Textauszug =
====

Essen. Das Schicksal der krebskranken Melisa (8) aus Mazedonien bewegt die Herzen der Essener. Binnen einer Woche spendeten sie über 100 000 Euro. Eine Medizinerin erklärt nun, warum die krebskranke Melisa eine Stammzellen-Transplantation braucht und wie die Erfolgsaussichten sind.

Das Schicksal der krebskranken Melisa (8) aus Mazedonien bewegte die Herzen der Essener. Innerhalb einer Woche spendeten sie über 100 000 Euro für die Stammzellen-Transplantation, die in den nächsten Wochen im Uniklinikum durchgeführt wird. Volontär Marc Wiegand sprach nun mit Prof. Dr. Angelika Eggert, Direktorin der dortigen Klinik für Kinderheilkunde III, über die Krankheit Leukämie, den Ablauf einer Stammzellen-Transplantation und die Heilungsaussichten.

Frau Eggert, Melisa leidet unter Leukämie. Was passiert bei dieser Krankheit?

Eggert: Die genauen Ursachen für Leukämie kennt niemand. Bei der Krankheit bilden sich im Knochenmark, der so genannten Blutfabrik, kranke Blutzellen. Sie überwuchern alles und beeinträchtigen die Produktion von normalen Blutzellen. Die kranken Leukämie-Zellen werden ins Blut abgegeben und wandern in wichtige Organe ein, deren Funktion zerstört wird. Schließlich verstopfen sie Gefäße, so dass der Patient stirbt.

====

Geben Sie aus dem Artikel über die krebskranke Melisa alles von „Essen. Das Schicksal“ bis hinunter zu „die Erfolgsaussichten sind.“ wortgetreu wieder.

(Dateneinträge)
====

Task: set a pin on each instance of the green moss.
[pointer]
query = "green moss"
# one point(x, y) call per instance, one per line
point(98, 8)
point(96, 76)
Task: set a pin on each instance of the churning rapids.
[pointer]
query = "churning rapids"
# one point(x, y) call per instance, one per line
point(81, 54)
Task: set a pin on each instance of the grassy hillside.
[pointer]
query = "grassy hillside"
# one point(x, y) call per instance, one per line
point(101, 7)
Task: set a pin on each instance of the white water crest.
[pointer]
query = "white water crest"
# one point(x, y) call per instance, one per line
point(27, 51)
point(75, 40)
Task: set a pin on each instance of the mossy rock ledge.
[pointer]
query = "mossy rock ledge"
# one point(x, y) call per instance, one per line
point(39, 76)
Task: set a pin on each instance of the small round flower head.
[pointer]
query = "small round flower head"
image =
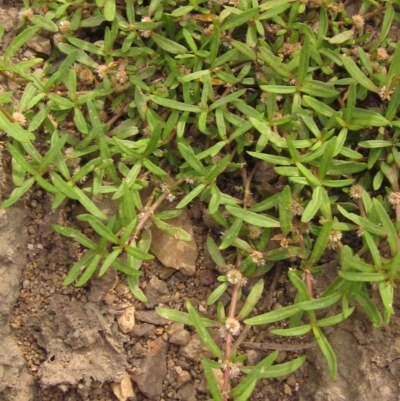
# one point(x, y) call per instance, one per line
point(103, 117)
point(19, 118)
point(254, 232)
point(232, 325)
point(234, 368)
point(102, 71)
point(385, 94)
point(381, 54)
point(296, 208)
point(209, 30)
point(304, 228)
point(264, 98)
point(121, 75)
point(249, 136)
point(77, 68)
point(394, 198)
point(356, 191)
point(334, 237)
point(145, 33)
point(258, 258)
point(86, 76)
point(234, 277)
point(358, 21)
point(164, 188)
point(25, 13)
point(171, 197)
point(64, 26)
point(58, 38)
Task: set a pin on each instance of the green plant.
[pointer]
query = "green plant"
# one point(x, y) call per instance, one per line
point(180, 96)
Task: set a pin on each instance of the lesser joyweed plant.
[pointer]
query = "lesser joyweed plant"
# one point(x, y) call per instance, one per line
point(280, 116)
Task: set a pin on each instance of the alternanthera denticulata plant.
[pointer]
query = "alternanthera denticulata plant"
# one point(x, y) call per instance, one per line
point(149, 102)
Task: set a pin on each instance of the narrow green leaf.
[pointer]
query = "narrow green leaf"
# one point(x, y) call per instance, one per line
point(18, 192)
point(363, 223)
point(109, 261)
point(224, 100)
point(341, 37)
point(285, 213)
point(173, 104)
point(231, 234)
point(99, 227)
point(321, 242)
point(327, 350)
point(313, 205)
point(190, 196)
point(358, 75)
point(334, 320)
point(109, 10)
point(18, 42)
point(77, 268)
point(361, 276)
point(386, 222)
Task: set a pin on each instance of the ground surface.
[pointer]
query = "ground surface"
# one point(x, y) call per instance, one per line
point(63, 343)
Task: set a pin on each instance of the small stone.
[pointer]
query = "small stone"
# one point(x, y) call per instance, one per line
point(151, 317)
point(150, 374)
point(171, 252)
point(183, 378)
point(281, 356)
point(195, 349)
point(187, 392)
point(157, 293)
point(124, 389)
point(39, 44)
point(179, 337)
point(166, 272)
point(121, 289)
point(138, 350)
point(126, 321)
point(143, 330)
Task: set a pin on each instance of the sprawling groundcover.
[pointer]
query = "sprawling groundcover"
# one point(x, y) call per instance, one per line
point(280, 116)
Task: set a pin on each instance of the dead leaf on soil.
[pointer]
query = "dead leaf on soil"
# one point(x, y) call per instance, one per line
point(124, 389)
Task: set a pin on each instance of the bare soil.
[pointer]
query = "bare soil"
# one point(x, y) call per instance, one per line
point(63, 343)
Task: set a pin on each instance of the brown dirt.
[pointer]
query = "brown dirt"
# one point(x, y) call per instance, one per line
point(63, 343)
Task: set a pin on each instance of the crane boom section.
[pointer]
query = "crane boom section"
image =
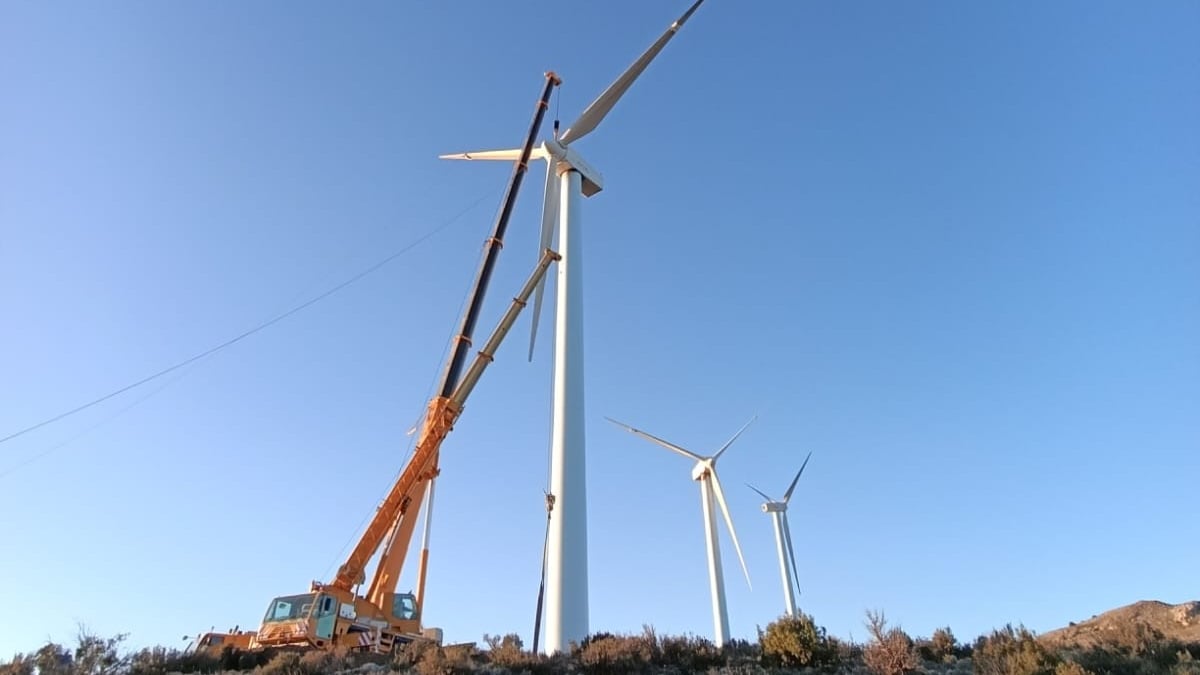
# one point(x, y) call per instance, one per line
point(439, 419)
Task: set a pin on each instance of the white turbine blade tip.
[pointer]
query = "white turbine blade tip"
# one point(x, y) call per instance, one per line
point(787, 496)
point(730, 442)
point(658, 441)
point(729, 521)
point(763, 495)
point(598, 109)
point(496, 155)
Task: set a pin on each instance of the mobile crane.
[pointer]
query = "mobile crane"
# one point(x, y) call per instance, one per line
point(335, 615)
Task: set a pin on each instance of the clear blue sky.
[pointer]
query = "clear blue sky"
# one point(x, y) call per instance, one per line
point(952, 249)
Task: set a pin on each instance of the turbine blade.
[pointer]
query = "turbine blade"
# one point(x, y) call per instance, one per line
point(730, 442)
point(595, 112)
point(498, 155)
point(791, 553)
point(729, 521)
point(666, 444)
point(787, 495)
point(549, 219)
point(760, 491)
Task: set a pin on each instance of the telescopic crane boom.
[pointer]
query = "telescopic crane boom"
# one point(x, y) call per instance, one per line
point(334, 615)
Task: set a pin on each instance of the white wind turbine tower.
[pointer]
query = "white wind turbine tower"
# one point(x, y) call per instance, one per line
point(778, 511)
point(568, 179)
point(705, 472)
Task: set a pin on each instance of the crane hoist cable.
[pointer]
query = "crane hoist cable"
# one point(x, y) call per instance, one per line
point(263, 326)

====

Schriftliche Lösung =
Essen. Das Schicksal der krebskranken Melisa (8) aus Mazedonien bewegt die Herzen der Essener. Binnen einer Woche spendeten sie über 100 000 Euro. Eine Medizinerin erklärt nun, warum die krebskranke Melisa eine Stammzellen-Transplantation braucht und wie die Erfolgsaussichten sind.